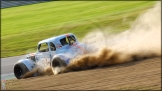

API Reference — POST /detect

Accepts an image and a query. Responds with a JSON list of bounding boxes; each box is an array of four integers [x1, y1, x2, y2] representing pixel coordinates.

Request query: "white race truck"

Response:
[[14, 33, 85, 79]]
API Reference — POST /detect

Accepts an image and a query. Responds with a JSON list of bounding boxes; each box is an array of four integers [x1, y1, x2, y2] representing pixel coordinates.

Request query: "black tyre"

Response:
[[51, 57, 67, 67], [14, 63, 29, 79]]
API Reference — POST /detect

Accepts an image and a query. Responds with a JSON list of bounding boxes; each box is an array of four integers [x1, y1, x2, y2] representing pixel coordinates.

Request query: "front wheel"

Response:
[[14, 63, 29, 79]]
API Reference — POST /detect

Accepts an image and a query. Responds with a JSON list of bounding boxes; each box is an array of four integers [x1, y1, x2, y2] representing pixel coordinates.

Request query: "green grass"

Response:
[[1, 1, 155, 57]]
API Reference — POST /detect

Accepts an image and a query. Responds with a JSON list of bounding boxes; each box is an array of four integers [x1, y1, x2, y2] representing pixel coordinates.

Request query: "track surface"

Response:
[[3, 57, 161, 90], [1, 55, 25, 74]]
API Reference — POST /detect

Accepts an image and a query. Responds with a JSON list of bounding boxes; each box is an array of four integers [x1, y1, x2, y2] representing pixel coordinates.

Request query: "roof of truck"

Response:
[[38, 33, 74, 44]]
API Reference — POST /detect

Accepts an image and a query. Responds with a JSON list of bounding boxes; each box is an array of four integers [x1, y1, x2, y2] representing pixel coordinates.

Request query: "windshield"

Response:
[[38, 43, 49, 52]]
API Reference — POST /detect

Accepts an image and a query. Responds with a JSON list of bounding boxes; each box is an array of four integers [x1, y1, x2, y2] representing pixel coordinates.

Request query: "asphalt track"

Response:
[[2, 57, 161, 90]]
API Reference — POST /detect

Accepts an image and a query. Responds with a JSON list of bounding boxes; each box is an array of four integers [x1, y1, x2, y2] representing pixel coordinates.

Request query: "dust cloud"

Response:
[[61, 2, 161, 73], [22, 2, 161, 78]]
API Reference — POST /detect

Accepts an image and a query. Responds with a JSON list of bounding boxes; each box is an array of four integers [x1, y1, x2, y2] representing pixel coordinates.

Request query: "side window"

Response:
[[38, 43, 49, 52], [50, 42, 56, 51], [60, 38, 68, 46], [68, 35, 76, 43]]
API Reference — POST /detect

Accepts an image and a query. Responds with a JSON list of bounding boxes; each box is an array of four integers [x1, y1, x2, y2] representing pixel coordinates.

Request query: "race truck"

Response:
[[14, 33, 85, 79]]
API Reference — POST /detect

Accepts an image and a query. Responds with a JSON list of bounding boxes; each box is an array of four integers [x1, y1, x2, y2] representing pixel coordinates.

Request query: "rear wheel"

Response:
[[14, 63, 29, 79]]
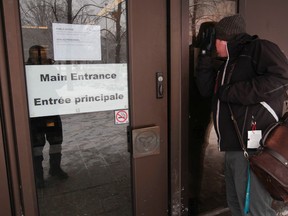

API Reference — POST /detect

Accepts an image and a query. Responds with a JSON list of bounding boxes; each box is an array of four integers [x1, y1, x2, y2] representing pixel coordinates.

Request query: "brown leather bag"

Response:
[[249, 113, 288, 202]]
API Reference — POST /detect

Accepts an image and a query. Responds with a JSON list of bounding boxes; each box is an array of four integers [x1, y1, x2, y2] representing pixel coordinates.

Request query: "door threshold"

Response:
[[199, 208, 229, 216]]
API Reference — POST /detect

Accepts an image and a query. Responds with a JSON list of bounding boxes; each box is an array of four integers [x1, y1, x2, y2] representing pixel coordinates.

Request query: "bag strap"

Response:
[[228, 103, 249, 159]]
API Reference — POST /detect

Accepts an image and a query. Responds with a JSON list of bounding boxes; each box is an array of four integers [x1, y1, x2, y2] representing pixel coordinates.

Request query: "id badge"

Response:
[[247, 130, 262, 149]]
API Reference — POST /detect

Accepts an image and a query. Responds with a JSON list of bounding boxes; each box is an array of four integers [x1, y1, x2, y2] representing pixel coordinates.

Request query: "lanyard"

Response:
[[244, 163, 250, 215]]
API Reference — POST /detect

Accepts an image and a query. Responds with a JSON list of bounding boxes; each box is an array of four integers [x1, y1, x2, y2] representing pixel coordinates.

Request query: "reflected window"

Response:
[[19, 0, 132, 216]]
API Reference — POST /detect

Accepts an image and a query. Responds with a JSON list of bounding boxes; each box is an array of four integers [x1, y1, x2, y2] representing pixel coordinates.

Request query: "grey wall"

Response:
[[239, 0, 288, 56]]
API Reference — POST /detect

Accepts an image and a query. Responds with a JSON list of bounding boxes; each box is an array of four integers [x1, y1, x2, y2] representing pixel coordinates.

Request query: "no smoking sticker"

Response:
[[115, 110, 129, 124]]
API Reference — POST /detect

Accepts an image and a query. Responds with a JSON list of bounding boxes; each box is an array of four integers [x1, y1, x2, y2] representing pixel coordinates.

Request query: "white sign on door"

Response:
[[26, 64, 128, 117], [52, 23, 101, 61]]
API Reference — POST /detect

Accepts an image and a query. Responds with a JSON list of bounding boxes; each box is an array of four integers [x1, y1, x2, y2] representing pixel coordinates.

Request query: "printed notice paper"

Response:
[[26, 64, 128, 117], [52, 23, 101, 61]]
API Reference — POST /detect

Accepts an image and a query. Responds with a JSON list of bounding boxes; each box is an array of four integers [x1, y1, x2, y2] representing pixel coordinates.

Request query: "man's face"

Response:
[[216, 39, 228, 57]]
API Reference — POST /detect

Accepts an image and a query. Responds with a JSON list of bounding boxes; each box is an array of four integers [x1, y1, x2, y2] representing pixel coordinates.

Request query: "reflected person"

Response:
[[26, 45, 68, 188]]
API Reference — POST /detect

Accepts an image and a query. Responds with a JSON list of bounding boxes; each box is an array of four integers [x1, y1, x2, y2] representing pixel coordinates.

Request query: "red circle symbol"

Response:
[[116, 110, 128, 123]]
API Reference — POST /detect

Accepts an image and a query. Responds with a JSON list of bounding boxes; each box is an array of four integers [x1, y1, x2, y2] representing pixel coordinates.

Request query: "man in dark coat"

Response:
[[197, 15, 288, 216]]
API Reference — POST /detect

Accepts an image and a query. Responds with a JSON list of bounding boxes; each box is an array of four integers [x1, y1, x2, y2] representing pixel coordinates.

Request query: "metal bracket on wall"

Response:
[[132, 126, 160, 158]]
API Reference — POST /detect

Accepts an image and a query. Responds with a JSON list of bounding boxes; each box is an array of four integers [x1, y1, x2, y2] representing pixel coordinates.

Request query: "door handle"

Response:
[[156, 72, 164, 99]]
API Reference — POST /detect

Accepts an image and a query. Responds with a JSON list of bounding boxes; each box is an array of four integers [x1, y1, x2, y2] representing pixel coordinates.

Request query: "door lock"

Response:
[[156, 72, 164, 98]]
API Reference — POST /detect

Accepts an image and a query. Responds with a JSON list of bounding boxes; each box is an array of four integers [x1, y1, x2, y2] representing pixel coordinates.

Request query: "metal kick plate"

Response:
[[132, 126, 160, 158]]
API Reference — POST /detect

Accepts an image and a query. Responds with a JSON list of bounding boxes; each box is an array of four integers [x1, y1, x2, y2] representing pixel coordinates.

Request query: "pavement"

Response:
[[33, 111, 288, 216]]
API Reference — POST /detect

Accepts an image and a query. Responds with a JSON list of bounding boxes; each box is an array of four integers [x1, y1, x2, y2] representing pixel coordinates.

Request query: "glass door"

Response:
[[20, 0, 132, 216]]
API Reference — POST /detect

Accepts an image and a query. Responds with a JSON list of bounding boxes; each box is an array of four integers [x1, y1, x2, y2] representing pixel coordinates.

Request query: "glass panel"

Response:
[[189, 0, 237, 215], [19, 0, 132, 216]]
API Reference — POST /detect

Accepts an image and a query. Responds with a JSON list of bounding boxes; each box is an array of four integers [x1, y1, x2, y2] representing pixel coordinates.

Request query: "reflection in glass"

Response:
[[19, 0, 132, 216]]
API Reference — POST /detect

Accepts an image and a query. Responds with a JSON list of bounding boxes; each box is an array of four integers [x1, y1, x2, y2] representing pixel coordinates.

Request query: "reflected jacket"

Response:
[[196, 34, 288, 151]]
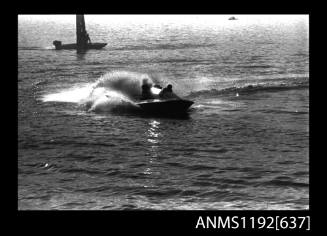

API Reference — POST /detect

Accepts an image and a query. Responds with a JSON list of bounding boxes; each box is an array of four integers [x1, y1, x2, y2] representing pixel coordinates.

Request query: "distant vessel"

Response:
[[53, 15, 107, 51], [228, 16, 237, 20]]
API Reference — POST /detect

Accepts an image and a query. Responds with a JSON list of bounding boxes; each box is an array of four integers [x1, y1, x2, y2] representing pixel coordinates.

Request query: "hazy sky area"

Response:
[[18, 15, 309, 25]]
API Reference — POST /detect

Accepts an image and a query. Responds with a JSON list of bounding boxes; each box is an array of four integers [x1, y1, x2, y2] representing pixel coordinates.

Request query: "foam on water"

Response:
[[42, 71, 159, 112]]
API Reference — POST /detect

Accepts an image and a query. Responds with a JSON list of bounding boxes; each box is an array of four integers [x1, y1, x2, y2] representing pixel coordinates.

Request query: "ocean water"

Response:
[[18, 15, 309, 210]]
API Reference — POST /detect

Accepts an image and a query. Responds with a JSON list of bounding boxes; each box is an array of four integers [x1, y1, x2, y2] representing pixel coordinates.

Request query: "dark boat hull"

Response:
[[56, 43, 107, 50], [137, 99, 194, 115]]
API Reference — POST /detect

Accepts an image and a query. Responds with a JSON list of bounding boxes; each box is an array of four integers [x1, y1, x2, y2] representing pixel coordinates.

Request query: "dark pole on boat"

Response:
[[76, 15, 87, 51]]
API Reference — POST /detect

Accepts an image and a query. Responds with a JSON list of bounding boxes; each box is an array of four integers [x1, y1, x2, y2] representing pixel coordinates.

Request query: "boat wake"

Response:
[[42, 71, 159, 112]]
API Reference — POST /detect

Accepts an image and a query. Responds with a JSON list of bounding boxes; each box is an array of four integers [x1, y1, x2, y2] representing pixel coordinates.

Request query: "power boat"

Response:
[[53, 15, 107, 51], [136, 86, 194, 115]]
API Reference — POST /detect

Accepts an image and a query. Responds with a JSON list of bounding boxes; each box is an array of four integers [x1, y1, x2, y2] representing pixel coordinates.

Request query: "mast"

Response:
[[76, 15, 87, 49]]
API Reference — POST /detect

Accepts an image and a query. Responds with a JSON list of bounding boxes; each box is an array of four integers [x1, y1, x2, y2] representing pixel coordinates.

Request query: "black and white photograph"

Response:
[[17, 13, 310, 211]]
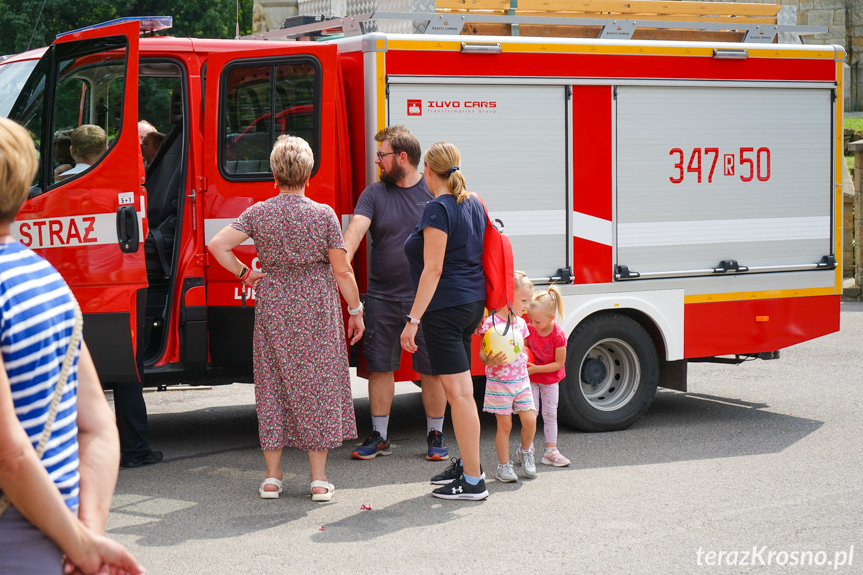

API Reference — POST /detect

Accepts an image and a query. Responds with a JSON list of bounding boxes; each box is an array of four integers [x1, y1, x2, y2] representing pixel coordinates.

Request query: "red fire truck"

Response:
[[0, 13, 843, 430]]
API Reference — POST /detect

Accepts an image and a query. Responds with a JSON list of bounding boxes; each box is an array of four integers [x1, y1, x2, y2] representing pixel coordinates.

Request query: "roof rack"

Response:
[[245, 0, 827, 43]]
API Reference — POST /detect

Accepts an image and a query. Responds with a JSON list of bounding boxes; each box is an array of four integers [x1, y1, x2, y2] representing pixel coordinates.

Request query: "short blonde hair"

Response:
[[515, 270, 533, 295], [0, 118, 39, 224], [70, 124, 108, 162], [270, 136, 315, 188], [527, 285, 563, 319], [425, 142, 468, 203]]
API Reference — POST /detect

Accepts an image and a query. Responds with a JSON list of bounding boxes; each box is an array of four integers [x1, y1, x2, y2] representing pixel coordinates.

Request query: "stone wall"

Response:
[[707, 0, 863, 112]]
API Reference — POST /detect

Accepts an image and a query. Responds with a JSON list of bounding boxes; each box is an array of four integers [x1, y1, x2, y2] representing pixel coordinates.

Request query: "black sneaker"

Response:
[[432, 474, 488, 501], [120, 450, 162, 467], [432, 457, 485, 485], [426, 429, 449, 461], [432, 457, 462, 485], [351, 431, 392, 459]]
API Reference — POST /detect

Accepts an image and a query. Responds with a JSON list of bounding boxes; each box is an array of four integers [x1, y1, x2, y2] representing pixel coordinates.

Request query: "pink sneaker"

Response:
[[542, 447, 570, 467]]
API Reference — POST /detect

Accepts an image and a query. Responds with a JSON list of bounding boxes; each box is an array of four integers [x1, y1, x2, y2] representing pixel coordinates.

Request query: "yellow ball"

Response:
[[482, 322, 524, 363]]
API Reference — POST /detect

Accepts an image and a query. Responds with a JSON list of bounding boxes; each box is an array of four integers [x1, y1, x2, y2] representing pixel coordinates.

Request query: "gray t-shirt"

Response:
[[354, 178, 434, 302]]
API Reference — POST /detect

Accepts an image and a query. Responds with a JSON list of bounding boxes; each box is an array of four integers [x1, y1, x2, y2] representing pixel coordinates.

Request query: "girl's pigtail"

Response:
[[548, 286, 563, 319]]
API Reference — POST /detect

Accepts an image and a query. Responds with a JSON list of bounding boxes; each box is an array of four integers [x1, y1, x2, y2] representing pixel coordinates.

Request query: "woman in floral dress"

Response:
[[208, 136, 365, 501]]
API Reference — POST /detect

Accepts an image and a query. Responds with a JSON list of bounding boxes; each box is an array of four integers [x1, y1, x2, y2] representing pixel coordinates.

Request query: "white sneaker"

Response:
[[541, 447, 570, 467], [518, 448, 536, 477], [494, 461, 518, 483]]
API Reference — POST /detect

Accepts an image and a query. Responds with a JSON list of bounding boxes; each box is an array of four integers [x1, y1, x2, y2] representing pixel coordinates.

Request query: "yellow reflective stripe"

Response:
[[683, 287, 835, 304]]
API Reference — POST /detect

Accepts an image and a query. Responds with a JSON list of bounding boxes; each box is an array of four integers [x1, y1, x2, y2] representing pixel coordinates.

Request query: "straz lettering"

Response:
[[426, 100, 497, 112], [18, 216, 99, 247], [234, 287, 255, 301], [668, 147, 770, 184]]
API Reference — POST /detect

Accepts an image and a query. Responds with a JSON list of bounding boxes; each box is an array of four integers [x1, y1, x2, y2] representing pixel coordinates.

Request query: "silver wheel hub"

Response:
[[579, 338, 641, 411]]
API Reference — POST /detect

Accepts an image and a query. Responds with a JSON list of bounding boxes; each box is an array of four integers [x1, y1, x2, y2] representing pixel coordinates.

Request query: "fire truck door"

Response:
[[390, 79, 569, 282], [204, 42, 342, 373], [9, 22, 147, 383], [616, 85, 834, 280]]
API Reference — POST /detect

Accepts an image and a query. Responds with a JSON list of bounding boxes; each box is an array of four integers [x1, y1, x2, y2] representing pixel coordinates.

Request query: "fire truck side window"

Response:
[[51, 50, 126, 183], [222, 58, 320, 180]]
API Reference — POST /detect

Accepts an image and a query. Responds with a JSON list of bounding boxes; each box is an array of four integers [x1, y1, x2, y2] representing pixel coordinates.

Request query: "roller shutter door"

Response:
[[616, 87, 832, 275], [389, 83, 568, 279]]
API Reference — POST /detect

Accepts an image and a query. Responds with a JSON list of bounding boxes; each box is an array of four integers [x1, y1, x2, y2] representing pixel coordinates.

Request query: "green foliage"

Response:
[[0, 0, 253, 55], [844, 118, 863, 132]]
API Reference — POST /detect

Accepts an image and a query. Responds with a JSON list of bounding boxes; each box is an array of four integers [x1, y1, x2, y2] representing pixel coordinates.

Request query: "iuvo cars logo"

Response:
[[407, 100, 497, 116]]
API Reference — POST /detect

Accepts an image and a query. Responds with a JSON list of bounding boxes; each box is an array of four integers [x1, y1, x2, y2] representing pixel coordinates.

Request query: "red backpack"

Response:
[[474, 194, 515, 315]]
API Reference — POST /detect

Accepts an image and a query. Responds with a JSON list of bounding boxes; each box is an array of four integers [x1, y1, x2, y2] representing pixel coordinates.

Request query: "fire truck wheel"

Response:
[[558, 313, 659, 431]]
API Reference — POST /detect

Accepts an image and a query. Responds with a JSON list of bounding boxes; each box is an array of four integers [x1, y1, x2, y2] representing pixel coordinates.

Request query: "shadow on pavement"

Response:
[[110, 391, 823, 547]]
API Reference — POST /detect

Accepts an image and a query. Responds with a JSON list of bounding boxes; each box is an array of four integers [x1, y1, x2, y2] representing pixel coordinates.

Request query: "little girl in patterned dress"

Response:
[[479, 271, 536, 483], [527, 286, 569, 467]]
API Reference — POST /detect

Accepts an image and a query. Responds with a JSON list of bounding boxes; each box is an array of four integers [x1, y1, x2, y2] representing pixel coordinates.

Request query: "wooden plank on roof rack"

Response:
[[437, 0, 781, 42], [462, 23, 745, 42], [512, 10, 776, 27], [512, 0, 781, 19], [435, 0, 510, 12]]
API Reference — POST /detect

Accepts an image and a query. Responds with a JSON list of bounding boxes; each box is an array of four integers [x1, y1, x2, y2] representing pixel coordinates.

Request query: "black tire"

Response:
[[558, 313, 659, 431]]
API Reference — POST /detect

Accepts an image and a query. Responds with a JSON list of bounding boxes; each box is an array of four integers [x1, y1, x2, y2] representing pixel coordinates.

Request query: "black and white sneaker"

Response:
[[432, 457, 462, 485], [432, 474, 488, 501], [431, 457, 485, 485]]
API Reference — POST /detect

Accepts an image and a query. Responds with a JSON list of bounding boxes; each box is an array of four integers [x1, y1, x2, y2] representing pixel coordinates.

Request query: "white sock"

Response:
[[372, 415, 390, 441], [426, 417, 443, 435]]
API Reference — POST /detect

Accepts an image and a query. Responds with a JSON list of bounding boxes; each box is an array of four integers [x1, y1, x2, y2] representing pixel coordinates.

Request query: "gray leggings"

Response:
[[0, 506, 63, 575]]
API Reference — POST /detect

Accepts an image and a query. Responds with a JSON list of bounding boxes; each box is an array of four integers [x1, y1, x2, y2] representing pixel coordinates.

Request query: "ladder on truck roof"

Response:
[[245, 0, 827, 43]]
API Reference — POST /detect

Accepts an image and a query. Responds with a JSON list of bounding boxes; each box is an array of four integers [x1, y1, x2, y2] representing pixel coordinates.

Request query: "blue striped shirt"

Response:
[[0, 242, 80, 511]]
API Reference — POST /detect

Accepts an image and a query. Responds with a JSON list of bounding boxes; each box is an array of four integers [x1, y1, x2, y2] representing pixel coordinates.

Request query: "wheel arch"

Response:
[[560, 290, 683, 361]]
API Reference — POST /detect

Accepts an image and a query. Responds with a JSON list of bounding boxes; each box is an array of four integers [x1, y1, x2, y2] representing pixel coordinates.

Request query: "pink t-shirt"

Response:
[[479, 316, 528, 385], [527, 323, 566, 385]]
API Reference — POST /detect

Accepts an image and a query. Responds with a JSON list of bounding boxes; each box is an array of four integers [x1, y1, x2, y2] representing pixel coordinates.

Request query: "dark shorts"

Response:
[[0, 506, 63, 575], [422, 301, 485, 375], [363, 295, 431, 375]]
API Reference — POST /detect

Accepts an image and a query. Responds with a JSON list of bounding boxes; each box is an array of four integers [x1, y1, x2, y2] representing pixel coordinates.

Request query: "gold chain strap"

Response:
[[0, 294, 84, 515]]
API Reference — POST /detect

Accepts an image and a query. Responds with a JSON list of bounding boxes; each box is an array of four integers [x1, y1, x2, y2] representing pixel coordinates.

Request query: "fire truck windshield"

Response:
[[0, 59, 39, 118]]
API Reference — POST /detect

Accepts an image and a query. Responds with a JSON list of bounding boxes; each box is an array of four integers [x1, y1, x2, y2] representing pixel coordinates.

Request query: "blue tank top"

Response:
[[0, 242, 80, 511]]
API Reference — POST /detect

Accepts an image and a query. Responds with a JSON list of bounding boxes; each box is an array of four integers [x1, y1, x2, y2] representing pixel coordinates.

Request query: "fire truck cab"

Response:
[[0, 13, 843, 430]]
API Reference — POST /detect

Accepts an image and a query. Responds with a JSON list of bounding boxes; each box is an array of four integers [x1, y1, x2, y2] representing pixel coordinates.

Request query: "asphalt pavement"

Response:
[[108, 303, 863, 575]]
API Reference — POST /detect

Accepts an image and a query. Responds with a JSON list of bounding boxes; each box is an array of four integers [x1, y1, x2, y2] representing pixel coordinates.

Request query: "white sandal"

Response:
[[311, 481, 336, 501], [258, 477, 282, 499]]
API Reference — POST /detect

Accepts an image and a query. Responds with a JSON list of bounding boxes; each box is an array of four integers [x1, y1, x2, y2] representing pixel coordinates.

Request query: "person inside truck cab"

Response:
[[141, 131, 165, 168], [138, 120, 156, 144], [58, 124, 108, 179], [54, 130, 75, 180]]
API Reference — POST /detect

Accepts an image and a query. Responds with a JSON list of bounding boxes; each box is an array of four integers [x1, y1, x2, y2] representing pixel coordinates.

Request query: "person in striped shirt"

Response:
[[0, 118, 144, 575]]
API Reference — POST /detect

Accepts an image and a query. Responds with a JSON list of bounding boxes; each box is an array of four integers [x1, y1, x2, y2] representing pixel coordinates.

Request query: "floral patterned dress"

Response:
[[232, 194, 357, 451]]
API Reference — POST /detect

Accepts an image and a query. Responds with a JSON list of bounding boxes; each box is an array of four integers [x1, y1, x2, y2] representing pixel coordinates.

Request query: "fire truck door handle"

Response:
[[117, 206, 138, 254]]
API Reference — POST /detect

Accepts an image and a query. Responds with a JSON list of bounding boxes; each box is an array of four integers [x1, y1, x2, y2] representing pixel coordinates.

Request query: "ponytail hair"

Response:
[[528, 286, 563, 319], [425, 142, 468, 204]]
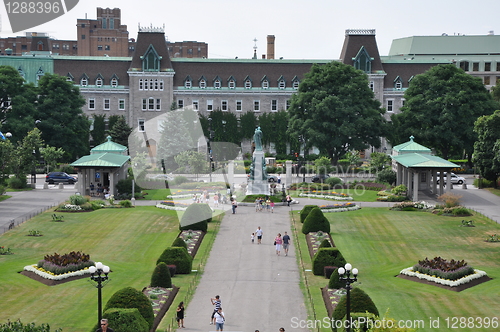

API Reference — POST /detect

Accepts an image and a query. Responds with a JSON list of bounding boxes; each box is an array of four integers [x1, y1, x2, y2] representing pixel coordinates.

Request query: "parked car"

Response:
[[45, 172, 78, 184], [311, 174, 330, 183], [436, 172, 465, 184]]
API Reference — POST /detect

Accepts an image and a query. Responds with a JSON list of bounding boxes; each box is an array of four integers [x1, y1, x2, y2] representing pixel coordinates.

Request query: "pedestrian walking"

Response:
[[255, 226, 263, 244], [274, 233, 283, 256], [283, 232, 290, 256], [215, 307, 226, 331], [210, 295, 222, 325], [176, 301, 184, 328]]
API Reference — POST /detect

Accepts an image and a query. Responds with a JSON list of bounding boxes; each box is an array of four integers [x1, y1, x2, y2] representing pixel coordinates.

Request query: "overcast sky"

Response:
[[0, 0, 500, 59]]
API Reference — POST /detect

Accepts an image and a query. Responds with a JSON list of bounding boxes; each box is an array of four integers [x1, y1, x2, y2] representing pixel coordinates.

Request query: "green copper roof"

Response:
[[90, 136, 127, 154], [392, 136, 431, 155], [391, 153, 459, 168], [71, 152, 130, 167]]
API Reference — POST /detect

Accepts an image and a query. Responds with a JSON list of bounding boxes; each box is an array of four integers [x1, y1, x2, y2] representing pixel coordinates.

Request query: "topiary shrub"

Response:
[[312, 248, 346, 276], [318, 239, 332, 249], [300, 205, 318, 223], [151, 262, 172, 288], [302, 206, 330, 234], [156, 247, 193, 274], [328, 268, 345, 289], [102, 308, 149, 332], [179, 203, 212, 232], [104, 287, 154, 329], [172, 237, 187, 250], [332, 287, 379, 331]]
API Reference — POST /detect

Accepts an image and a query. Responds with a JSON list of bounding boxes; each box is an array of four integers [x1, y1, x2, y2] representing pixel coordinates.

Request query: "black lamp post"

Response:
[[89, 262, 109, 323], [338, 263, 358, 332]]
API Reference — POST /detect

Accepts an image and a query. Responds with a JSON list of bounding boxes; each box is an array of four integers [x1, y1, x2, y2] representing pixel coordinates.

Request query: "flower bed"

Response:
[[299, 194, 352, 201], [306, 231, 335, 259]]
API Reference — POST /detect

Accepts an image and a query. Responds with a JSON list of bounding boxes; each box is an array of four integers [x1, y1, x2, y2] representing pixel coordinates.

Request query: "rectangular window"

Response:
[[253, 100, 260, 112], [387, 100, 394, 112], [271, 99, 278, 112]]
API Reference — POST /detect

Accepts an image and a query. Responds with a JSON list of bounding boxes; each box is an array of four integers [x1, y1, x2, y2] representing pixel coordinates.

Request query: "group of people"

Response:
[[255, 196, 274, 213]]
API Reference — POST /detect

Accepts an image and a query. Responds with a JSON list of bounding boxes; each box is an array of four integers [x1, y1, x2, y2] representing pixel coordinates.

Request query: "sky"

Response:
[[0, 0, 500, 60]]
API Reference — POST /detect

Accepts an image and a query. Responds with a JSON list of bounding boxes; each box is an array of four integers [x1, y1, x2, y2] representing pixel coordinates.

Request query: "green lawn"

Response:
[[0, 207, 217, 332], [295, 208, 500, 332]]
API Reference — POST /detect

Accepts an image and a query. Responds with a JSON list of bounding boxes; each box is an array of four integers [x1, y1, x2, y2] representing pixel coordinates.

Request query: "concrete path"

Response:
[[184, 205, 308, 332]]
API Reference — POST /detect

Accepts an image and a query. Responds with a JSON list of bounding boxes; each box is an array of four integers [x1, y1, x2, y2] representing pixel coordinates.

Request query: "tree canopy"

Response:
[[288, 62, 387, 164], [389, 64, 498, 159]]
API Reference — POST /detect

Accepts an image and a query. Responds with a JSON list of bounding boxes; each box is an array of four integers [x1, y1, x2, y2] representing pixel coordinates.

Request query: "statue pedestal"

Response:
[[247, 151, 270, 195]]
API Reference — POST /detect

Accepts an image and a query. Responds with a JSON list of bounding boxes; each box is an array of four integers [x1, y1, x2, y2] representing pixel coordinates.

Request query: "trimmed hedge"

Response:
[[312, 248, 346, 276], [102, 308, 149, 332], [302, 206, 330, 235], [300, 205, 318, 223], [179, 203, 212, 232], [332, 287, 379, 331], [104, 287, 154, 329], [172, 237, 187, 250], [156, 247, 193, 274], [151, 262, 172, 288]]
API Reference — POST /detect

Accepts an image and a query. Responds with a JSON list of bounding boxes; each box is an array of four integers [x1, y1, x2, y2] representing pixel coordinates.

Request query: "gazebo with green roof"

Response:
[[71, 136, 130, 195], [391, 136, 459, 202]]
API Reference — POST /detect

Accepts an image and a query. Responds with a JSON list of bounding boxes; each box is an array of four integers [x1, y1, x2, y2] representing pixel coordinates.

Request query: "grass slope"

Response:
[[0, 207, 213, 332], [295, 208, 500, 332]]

----------------

> [Do this]: Pick out every line of the material above that contains the string "windshield", and copy each one in full.

> [Problem solution]:
Request query: "windshield"
Request query: "fire truck windshield"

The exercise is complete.